--- DIRECTIONS ---
If a line in the listing carries the word "like", return a copy of that line.

--- DATASET EXTRACT ---
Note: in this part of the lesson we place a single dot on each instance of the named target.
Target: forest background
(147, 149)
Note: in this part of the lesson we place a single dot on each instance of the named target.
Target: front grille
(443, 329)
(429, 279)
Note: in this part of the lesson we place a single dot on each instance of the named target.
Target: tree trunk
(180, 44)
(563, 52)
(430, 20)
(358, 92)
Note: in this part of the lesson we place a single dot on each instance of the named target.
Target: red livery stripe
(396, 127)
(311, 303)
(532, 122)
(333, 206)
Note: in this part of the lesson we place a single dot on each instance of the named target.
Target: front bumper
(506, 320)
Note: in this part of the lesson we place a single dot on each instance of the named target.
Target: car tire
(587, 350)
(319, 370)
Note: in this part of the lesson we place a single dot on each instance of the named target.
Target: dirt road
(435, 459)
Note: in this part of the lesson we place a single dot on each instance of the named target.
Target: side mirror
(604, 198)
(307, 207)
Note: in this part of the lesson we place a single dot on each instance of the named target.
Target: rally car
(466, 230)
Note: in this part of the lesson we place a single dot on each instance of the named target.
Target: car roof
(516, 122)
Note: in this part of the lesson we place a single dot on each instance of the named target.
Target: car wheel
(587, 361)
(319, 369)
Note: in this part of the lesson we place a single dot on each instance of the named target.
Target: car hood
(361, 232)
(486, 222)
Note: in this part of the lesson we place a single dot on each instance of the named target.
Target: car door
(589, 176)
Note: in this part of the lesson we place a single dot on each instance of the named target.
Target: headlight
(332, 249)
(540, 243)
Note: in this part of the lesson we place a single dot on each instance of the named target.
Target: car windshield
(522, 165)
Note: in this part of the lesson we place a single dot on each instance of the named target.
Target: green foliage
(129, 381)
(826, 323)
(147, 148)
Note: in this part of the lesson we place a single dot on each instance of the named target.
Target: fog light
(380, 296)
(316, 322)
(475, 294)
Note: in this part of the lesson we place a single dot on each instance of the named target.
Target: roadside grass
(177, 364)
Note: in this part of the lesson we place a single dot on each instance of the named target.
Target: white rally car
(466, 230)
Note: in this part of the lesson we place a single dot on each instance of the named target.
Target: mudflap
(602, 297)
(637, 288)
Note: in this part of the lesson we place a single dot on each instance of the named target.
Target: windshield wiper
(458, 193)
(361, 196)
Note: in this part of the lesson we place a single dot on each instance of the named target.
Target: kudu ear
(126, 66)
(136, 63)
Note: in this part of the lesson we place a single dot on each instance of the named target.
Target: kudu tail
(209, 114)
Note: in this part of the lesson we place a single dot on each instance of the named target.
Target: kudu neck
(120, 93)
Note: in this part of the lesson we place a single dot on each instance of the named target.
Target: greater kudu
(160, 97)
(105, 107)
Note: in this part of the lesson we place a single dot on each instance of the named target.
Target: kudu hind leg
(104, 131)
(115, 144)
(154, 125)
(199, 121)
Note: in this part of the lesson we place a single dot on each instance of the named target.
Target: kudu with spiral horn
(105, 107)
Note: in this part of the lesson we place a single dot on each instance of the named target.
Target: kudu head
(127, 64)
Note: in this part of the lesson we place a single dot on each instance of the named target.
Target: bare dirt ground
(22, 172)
==
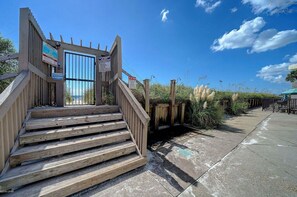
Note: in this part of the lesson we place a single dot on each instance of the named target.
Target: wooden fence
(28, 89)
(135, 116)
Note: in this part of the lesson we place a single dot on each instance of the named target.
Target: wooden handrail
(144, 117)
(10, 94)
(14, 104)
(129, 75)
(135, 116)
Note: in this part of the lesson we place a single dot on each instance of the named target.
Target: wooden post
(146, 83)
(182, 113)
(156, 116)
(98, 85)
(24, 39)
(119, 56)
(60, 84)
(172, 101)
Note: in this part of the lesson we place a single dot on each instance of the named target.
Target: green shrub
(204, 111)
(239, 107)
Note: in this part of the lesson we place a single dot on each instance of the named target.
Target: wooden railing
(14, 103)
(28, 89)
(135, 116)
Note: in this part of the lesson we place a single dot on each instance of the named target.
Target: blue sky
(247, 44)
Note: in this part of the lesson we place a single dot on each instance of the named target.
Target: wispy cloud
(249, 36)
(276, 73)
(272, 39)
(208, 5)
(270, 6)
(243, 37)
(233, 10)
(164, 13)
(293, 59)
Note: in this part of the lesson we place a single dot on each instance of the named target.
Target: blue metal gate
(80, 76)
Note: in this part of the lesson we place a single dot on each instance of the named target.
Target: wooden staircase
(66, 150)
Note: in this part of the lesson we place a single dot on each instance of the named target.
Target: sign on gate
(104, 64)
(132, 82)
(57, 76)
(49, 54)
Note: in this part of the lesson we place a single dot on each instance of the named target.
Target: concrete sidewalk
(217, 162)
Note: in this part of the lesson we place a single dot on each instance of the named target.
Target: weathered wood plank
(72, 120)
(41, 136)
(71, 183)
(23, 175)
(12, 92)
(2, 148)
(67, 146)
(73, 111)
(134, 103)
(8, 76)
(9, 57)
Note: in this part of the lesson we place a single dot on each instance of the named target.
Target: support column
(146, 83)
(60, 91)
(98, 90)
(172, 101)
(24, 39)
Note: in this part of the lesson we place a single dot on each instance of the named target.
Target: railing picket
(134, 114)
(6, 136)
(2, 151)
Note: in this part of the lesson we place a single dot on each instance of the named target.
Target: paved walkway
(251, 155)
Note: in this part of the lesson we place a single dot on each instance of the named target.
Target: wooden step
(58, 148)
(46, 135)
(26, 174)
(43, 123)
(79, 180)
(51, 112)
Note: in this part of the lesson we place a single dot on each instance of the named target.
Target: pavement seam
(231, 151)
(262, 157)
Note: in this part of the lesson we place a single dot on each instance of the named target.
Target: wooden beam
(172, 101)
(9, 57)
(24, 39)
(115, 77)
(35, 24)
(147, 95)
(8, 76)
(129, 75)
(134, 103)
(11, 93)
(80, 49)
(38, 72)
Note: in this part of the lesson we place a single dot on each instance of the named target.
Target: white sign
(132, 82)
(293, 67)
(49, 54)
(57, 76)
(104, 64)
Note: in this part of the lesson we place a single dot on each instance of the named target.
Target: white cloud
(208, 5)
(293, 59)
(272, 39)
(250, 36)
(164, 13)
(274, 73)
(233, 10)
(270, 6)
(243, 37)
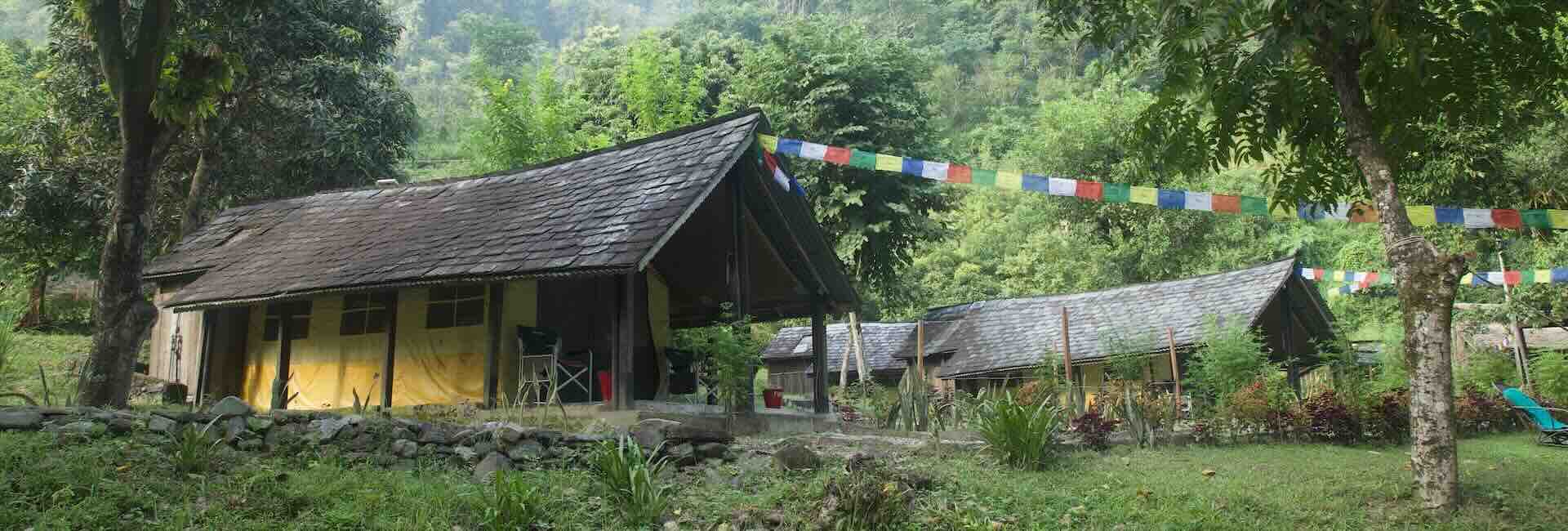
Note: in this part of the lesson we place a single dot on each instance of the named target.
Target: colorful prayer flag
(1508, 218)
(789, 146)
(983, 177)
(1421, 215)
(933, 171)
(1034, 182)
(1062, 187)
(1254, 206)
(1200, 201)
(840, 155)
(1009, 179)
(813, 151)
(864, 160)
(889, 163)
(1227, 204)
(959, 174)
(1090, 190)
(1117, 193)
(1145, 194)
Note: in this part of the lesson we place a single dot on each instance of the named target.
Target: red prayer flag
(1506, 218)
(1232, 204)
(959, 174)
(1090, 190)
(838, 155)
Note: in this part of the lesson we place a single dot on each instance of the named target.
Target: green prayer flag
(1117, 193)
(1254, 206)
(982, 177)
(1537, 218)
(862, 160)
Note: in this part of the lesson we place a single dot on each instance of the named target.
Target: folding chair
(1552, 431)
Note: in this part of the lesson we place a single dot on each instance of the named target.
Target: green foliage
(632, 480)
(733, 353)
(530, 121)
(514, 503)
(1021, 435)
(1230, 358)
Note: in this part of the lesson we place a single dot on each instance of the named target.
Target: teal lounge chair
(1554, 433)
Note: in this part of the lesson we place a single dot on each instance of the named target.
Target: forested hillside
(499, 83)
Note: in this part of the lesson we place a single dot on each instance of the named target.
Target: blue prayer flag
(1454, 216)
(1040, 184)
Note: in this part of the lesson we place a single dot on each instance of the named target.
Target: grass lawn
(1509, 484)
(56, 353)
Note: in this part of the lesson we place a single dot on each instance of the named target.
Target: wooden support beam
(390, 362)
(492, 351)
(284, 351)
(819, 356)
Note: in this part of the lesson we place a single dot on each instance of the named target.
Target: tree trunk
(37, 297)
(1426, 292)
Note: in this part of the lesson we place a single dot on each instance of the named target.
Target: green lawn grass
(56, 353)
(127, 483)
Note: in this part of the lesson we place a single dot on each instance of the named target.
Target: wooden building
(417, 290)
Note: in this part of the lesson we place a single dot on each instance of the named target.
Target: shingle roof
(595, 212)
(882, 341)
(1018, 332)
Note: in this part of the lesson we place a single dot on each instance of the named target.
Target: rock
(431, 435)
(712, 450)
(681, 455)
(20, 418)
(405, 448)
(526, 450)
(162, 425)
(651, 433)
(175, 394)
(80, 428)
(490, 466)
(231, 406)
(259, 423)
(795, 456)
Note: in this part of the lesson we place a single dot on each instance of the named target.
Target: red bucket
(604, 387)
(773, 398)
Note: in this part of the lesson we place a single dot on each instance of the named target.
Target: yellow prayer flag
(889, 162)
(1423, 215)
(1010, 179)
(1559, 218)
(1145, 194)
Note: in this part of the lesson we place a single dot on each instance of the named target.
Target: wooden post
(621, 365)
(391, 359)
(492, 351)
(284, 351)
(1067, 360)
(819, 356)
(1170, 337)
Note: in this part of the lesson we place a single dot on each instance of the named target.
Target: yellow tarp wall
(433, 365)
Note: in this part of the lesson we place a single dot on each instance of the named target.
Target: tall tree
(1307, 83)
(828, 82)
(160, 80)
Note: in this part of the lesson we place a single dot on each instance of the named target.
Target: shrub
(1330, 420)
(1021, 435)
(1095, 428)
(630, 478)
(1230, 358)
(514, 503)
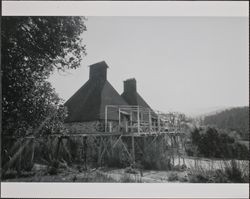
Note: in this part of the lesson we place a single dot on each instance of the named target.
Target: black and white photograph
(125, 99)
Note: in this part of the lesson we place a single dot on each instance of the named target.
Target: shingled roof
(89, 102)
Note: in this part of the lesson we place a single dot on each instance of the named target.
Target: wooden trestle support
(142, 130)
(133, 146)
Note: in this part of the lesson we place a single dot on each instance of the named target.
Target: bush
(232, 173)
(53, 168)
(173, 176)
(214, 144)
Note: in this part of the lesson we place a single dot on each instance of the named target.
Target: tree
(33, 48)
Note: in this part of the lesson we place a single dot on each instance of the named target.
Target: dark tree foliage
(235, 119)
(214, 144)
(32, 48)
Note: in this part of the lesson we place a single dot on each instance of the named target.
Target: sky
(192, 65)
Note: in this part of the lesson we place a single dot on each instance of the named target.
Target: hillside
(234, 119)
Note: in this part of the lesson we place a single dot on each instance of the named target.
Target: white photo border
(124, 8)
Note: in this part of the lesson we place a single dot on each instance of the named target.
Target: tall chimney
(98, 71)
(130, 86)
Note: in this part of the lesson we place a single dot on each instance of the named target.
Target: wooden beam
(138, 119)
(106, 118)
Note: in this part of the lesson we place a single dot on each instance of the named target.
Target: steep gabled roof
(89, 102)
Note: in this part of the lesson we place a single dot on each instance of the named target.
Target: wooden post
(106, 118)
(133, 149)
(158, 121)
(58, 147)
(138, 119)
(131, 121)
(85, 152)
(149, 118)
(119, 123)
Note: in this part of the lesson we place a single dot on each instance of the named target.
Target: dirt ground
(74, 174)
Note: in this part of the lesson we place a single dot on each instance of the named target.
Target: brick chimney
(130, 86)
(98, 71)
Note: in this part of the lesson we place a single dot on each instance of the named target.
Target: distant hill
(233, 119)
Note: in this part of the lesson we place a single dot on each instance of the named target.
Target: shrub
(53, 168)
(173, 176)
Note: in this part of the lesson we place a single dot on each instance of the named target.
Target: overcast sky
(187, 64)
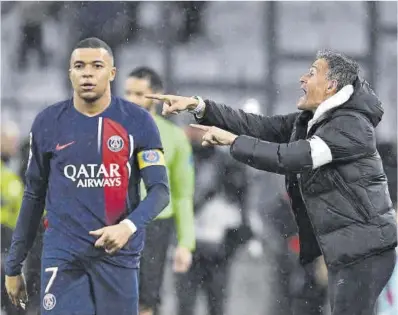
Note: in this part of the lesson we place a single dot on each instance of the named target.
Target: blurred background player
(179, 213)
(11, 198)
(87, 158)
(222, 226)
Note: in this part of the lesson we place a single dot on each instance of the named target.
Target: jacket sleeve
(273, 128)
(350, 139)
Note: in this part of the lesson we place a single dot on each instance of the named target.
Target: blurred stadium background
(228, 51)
* * *
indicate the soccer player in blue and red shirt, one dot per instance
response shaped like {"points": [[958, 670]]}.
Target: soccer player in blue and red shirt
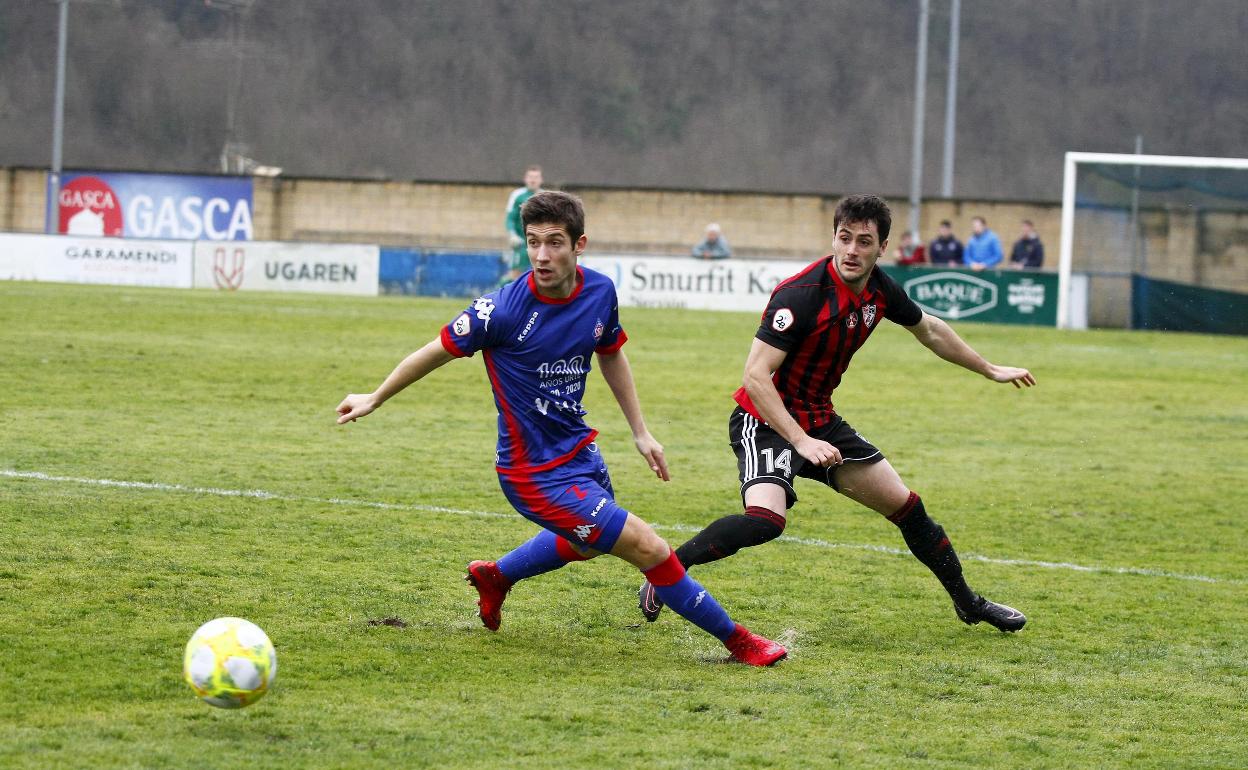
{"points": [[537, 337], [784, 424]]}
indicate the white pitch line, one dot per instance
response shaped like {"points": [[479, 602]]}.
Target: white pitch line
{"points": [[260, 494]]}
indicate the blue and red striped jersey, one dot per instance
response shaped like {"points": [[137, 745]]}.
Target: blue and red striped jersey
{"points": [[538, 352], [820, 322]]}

--- EXERCISE SOLUTION ---
response shaped like {"points": [[958, 670]]}.
response shaped like {"points": [[479, 602]]}.
response shaped like {"points": [[137, 745]]}.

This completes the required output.